▶ _CONSIGNA_
Transcribe sin ningún cambio las líneas que van desde la que contiene "the coat lapel" hasta la que contiene "the coat collar", ambas incluidas.

##### LISTA DE REGISTROS #####

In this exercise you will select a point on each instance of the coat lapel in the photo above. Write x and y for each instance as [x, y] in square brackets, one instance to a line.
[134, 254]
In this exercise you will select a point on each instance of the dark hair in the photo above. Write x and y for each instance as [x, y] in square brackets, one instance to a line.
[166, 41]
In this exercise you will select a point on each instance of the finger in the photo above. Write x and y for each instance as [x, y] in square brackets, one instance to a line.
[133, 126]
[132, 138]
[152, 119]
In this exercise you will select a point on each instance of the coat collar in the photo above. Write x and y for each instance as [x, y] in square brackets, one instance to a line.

#####
##### LISTA DE REGISTROS #####

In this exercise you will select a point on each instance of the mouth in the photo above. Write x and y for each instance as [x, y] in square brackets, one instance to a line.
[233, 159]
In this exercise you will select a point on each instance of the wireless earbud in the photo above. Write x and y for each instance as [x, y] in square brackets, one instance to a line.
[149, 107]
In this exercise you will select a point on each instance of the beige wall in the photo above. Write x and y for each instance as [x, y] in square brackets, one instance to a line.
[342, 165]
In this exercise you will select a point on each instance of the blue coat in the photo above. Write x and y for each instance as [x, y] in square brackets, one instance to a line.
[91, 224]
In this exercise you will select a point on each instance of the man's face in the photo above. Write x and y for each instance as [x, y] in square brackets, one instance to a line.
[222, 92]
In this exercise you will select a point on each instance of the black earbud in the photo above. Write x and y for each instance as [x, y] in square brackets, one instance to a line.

#####

▶ _RESULTADO DEL EJERCICIO_
In this exercise you will select a point on each instance of the coat lapel in the photo above. Write x and y for each instance as [x, y] in square brackets, one instance to a line.
[134, 254]
In this exercise you will select a point on each instance of the dark hair in the photo above. Write x and y for each instance as [x, y] in square brackets, one instance to a line.
[166, 41]
In this exercise you will select a point on each instance of the finger in the photo above. Write x and y for each instance as [x, y] in square brackets, one instance to a line.
[133, 126]
[132, 138]
[152, 119]
In this exercise you will select a point on each instance of the coat collar in the photo above. Write x and y for each instance as [x, y] in square brackets, one instance to a line.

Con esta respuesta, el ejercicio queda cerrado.